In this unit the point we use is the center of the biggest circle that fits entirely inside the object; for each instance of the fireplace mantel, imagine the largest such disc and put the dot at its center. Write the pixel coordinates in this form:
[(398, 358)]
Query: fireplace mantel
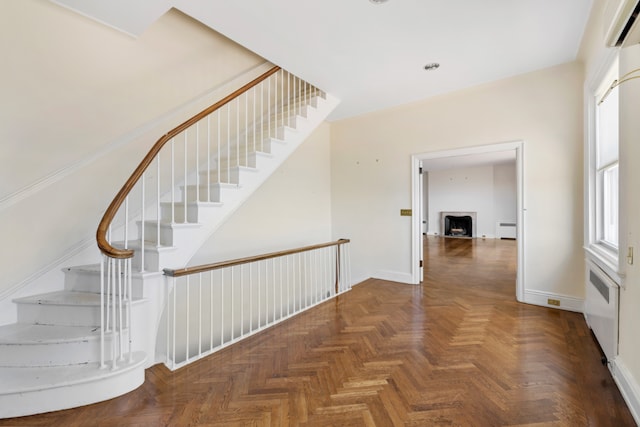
[(473, 216)]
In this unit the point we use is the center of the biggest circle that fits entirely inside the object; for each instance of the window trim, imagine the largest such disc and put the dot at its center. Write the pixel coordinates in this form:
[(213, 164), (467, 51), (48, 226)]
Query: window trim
[(602, 252)]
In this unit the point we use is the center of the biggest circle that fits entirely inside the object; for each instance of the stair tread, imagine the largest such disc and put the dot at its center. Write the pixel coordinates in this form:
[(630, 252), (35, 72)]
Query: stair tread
[(25, 379), (25, 333)]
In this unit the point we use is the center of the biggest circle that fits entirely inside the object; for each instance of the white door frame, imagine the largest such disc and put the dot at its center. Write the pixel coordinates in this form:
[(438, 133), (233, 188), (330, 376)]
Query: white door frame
[(416, 205)]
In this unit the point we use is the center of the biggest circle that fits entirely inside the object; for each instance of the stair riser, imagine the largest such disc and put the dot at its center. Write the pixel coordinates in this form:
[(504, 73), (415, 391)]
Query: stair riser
[(57, 353), (102, 385), (217, 193), (50, 314), (89, 281)]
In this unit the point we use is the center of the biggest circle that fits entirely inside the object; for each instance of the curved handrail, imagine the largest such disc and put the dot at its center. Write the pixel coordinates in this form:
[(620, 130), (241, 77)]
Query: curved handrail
[(101, 234), (206, 267)]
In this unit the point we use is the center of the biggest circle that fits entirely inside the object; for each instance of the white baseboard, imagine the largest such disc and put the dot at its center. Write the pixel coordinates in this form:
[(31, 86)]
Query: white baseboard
[(629, 387), (542, 298), (394, 276)]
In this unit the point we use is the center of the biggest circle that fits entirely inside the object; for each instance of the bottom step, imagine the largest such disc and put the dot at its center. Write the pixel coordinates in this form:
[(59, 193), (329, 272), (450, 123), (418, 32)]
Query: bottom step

■ **What you have to do**
Every line that holds the word "bottom" should be copied from the records above.

■ **Finished exercise**
In this unit the point we use is the center of the biggest circle that fits entirely inside the object; for each instance of the bottom step, imagine the largest such disc and put the dot at its center. Write the pixel coordinates in this form:
Query: bottom step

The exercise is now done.